▶ **EXERCISE**
Reproduce everything from "With RM Compare, we’ve" down to "business as usual." in the post about moving exam bodies from pilots to products, substituting "our platform" for "RM Compare".

Product

From pilots to products: how organisations can modernise without blowing everything up

By Mark House

23rd mar 2026

Every exam body I talk to feels the same squeeze. Governments want innovation. Schools want recognition for richer work. Generative AI is crashing into the system from all sides. And yet, when results day comes, the only thing that really matters is whether the grades stand up in the media and in court.

With RM Compare, we’ve learned that there is a slower, safer and ultimately more powerful path: build a human‑centred judgement infrastructure first, then let AI work around it. The way to get there isn’t through one huge transformation programme. It’s through a series of deliberately small, well‑designed steps: Pilot → Prototype → Product.

Step 1: Pilot – learn fast, touch lightly

A pilot is where we both get to ask, “Is this even a good idea for your context?”—without anyone pretending it’s already business as usual.

That might mean taking a single component—say, a coursework project or a practical—and running a comparative judgement session alongside the existing marking approach. We’re not trying to re‑engineer their entire system. We’re trying to learn.

▶ **PROVIDED DATA**
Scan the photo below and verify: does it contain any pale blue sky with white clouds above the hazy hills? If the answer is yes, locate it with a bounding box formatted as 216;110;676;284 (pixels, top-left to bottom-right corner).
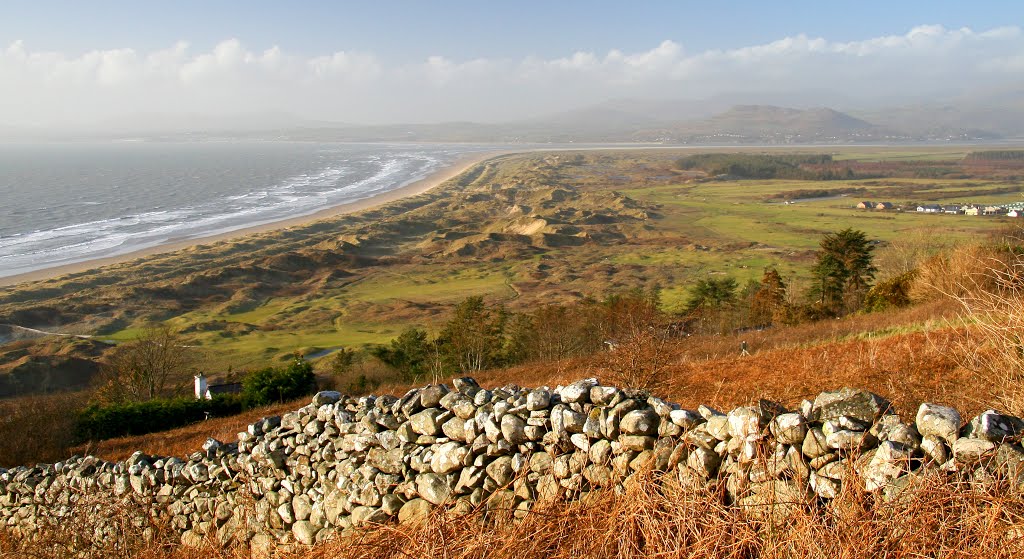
0;0;1024;126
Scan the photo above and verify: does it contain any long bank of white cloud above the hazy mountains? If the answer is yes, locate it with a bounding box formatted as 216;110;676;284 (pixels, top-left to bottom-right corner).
0;26;1024;124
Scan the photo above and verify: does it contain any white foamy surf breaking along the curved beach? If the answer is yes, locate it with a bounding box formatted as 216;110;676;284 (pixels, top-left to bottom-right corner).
0;141;477;276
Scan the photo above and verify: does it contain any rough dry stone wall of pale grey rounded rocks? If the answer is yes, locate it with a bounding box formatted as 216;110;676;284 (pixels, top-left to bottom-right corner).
0;378;1024;546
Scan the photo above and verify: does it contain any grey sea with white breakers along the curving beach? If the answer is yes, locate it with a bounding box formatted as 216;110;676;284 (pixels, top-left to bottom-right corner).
0;141;493;277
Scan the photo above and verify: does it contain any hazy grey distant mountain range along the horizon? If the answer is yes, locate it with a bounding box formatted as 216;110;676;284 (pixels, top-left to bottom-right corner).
6;84;1024;145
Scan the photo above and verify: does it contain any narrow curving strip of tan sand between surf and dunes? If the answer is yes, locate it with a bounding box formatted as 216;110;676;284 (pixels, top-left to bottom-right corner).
0;149;503;288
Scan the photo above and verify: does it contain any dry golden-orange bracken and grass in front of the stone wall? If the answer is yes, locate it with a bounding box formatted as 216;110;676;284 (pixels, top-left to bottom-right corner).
0;472;1024;559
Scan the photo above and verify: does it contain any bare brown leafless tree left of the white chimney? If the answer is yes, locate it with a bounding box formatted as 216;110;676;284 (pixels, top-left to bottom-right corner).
96;326;195;401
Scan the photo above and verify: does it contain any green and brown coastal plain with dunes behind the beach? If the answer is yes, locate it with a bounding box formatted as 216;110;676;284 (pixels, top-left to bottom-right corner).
0;147;1024;377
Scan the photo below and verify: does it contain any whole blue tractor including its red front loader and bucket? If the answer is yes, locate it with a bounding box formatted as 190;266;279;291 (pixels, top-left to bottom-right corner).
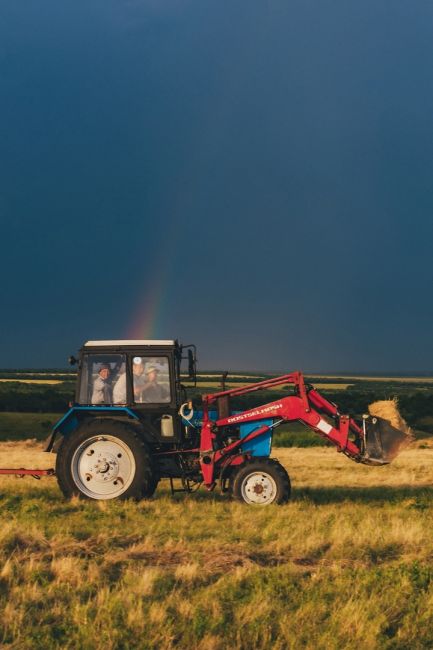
49;340;411;505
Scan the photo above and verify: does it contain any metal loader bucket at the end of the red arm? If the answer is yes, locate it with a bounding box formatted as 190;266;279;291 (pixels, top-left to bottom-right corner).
362;415;412;465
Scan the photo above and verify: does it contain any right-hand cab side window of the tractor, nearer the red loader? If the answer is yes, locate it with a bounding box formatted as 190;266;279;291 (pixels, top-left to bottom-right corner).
132;356;171;404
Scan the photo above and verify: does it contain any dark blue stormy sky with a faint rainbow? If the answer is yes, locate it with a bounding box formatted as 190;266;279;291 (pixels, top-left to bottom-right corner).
0;0;433;371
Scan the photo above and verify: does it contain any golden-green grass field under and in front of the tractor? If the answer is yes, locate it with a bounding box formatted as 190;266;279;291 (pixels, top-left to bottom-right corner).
0;442;433;650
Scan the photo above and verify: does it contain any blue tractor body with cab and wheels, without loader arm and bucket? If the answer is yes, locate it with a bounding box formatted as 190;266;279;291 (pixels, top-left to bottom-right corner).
46;340;290;505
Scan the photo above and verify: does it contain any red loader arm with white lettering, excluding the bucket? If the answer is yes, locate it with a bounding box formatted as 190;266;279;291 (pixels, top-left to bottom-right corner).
200;372;363;487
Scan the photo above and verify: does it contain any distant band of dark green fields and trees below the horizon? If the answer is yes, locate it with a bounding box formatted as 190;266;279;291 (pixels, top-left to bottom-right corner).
0;369;433;438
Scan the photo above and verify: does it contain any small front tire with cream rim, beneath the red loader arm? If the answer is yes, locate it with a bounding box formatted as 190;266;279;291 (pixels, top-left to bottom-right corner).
231;458;291;506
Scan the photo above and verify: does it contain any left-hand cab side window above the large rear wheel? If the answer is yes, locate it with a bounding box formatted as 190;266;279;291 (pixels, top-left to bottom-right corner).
80;354;126;405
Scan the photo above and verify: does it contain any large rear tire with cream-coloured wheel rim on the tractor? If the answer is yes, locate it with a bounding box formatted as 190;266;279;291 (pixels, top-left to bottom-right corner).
56;418;158;500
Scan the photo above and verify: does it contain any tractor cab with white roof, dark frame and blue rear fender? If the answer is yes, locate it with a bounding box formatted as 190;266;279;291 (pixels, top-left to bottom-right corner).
42;340;196;451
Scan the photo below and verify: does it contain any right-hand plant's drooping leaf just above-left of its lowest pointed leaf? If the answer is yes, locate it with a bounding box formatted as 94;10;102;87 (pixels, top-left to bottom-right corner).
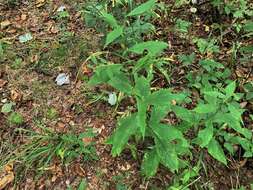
198;122;213;148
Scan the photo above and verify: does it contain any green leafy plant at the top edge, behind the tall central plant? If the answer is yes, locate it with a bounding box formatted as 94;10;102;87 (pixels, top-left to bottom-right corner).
84;0;157;47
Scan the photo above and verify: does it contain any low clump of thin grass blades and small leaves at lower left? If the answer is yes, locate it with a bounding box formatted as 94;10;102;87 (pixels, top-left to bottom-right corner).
0;123;98;178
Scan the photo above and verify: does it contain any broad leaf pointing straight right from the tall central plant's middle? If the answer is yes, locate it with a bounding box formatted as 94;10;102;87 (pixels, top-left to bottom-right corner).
146;89;186;106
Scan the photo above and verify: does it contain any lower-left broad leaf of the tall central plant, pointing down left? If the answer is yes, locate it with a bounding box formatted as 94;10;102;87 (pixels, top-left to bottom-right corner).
107;114;137;156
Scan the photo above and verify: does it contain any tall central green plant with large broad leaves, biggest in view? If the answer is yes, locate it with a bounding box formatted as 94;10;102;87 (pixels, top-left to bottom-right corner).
89;0;190;177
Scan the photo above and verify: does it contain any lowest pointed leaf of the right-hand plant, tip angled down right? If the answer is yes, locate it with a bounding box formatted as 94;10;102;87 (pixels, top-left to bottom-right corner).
207;138;227;165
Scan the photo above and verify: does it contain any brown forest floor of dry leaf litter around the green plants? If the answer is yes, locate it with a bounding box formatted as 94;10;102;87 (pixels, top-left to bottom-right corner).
0;0;253;190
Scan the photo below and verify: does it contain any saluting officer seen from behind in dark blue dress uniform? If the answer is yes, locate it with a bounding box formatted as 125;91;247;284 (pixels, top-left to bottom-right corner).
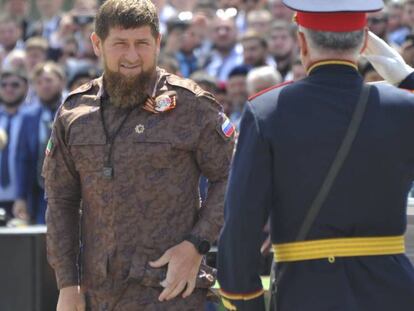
218;0;414;311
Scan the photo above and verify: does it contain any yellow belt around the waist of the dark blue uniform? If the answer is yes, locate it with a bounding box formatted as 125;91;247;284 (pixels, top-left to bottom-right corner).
273;235;405;263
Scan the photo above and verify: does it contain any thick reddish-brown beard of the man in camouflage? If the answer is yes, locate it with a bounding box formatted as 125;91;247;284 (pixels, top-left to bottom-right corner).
104;64;155;108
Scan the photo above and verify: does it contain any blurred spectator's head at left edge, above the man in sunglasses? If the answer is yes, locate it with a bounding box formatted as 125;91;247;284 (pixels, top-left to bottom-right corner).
0;15;24;55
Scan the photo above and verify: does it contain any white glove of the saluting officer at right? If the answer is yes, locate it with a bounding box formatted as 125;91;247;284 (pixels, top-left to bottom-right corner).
362;31;414;85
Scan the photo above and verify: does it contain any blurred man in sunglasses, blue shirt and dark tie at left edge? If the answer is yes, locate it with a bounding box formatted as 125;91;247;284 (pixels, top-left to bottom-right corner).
0;69;28;219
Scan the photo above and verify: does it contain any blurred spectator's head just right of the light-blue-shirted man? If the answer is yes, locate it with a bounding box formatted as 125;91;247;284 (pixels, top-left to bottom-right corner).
240;30;276;67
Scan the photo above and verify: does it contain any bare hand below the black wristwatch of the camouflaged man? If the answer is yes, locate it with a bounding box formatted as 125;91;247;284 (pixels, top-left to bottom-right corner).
149;241;203;301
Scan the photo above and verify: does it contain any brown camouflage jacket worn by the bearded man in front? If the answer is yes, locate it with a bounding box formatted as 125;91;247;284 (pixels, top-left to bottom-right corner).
43;69;234;288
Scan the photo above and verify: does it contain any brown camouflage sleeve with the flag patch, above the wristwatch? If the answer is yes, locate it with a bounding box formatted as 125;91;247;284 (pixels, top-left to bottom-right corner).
191;94;235;243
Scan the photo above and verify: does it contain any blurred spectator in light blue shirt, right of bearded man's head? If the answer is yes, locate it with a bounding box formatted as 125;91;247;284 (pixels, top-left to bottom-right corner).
204;16;243;81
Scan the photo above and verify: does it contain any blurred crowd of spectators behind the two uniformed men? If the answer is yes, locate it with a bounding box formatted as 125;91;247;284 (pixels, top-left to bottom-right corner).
0;0;414;224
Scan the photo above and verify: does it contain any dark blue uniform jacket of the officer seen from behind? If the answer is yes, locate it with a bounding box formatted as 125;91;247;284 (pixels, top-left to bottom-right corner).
218;63;414;311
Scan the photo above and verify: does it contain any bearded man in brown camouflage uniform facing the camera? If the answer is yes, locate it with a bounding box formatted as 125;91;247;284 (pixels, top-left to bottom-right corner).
43;0;234;311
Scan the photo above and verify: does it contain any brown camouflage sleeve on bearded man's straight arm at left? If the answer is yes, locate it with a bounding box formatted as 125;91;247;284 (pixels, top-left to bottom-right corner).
43;107;81;289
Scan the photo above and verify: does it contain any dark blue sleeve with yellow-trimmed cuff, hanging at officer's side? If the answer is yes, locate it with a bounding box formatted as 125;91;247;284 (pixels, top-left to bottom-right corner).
218;103;272;311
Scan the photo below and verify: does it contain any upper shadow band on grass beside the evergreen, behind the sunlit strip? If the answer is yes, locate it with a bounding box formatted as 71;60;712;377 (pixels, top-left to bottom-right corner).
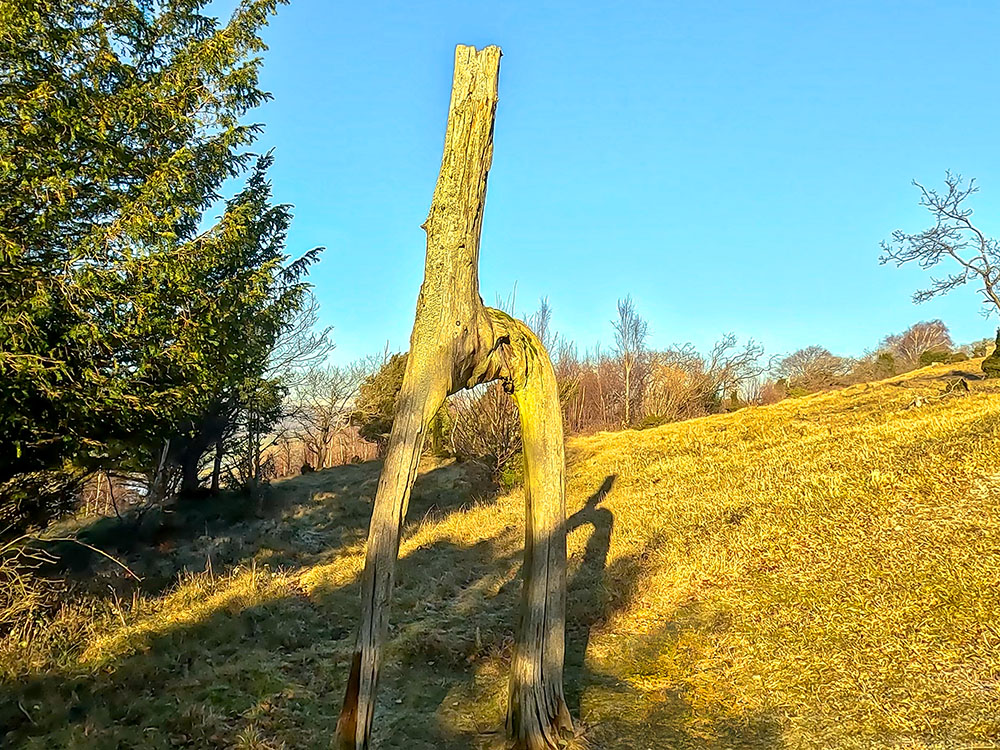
33;461;498;598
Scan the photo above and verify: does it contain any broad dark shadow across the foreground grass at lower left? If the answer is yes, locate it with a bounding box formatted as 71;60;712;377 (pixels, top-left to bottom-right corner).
0;541;516;750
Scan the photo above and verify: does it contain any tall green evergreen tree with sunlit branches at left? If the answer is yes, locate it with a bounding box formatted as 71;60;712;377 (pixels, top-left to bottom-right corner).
0;0;315;530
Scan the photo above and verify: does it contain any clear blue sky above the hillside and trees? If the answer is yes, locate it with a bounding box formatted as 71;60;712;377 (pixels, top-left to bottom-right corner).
240;0;1000;362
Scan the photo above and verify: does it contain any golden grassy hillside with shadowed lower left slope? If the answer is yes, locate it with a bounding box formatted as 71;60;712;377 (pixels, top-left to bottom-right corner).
0;361;1000;750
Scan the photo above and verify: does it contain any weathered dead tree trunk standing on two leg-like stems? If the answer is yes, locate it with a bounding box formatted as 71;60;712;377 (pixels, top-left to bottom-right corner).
337;46;572;750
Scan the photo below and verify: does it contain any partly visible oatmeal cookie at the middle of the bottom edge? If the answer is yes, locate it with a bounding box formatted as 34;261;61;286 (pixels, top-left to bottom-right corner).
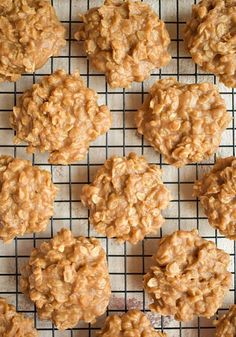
97;310;167;337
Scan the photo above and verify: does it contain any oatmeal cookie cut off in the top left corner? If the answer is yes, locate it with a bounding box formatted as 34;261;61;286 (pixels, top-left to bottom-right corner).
0;0;66;82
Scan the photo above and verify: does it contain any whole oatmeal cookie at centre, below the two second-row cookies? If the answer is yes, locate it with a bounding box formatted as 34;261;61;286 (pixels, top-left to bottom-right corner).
81;153;170;244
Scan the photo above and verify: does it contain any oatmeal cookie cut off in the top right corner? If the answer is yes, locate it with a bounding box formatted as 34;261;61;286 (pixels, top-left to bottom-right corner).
184;0;236;87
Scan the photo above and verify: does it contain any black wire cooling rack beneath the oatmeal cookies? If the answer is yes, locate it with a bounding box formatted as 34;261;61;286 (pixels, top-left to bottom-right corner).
0;0;236;337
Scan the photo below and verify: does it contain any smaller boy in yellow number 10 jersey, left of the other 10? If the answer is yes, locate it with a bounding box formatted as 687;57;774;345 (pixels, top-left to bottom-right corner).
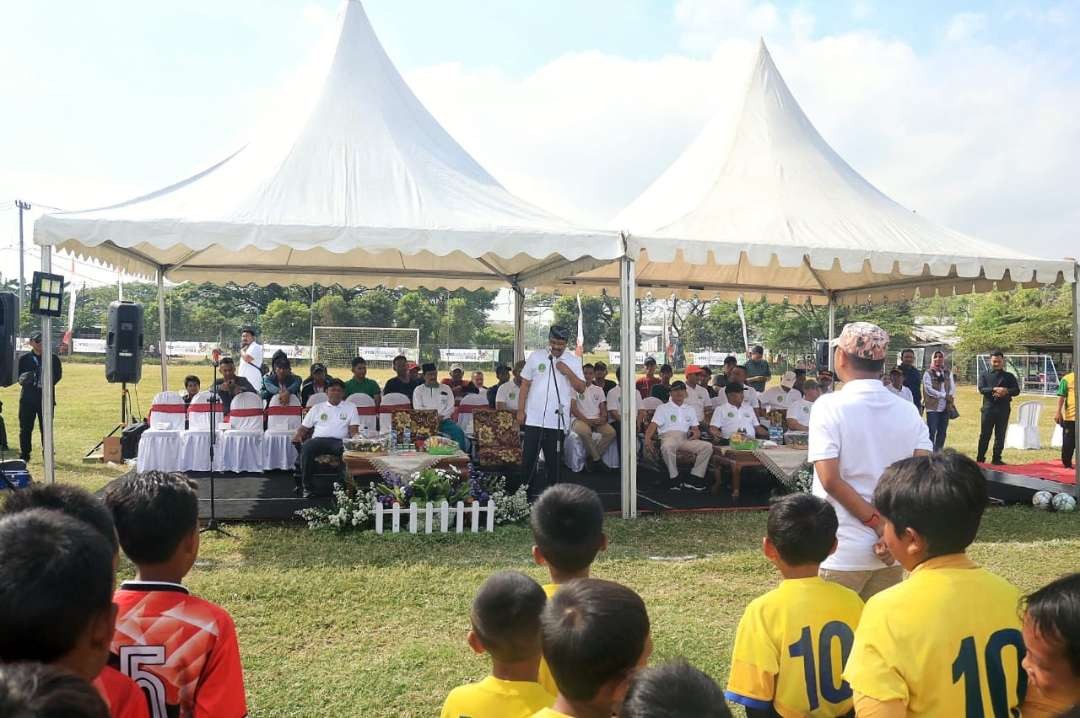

▶ **TASK OUTPUT**
With our platform, we’ve learned that there is a slower, safer and ultimately more powerful path: build a human‑centred judgement infrastructure first, then let AI work around it. The way to get there isn’t through one huge transformation programme. It’s through a series of deliberately small, well‑designed steps: Pilot → Prototype → Product.

Step 1: Pilot – learn fast, touch lightly

A pilot is where we both get to ask, “Is this even a good idea for your context?”—without anyone pretending it’s already business as usual.